Listen to the Celebrity Health sCare Experts (not)

Another great YouTube video I ran across, this time on Heath sCare:


Rationing Health Care

I finally ran across an article advocating single payer that openly admitted that there would be rationing. They’re absolutely right. They’re right as well when they say rationing takes place today. The important question is who decides what health care is worth what. If it’s the patient, or those around them, that’s fine. The problem is when it’s a disinterested 3rd party that makes an irrevocable choice.

When Canadians need health care (in a timely fashion – instead of waiting for months) They come south of the border and can get it here. Tests and procedure that they may have to wait 6 months for there can be gotten in two days here.

Where will we go if we can’t get the health care we need and want in the US? Go south of OUR border into Mexico?

There’s another issue it brings up as well, and that is the “cost” of a human life. I would like to see that codified in any health care legislation … and in any OTHER legistaltion that’s supposed to be for our own good. Health standards, product safety, OSHA and the like. It’s not uncommon to see “safety” legislation costing $50 million to save one life. If it’s your own life or that of someone you know, it’s hard to say that there is any price to high to pay for even just a few more months of life. When we’re all paying that price for someone else that we don’t know, that’s a different matter.

“Even if it’s just one life” is the battle cry, but that’s a totally untenable standard. Even when it gets to the courts, there is a saying: Hard cases make bad law. When you’re looking at the person face to face (or their grieving widow or parents or whoever) and have to say that it just would have cost too much to make that change that would have prevented that 1 in 100 thousand cases form happening to your loved one, it’s had to tell them – so sorry, but life has no guarantees.

Given unlimited funds, there aren’t many patients who’s life can’t be extended by a few days, months, oe even years. Where do we draw the line and, more impotantly, who draws it? Something to think about.

The Future of American Health Care?

This is what we want in the US for a health care system?

Canada’s ObamaCare Precedent – WSJ.com:

The problems were brought home when a relative had difficulty walking. He was in chronic pain. His doctor suggested a referral to a neurologist; an MRI would need to be done, then possibly a referral to another specialist. The wait would have stretched to roughly a year. If surgery was needed, the wait would be months more. Not wanting to stay confined to his house, he had the surgery done in the U.S., at the Mayo Clinic, and paid for it himself. Such stories are common. For example, Sylvia de Vries, an Ontario woman, had a 40-pound fluid-filled tumor removed from her abdomen by an American surgeon in 2006. Her Michigan doctor estimated that she was within weeks of dying, but she was still on a wait list for a Canadian specialist.

(LISTED ENTRIES):
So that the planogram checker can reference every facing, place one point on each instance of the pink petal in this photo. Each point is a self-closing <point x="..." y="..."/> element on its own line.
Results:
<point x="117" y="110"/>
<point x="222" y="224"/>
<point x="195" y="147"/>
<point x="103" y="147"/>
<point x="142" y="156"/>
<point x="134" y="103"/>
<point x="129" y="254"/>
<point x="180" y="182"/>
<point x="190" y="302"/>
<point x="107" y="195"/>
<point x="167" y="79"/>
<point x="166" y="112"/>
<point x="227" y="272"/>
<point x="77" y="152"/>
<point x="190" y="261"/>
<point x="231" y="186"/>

(WHAT YOU NEED TO DO):
1. According to the health care post, how long might Canadians wait for tests and procedures that can be done in two days in the US?
2. In the health care post, substitute "uninvolved" for "disinterested" and give the passage starting at "Another great YouTube" and ending at "an irrevocable choice.".
Use only the health care post to answer.

(PER-TASK ANSWERS):
1. Six months.

2.
Another great YouTube video I ran across, this time on Heath sCare:


Rationing Health Care

I finally ran across an article advocating single payer that openly admitted that there would be rationing. They’re absolutely right. They’re right as well when they say rationing takes place today. The important question is who decides what health care is worth what. If it’s the patient, or those around them, that’s fine. The problem is when it’s a uninvolved 3rd party that makes an irrevocable choice.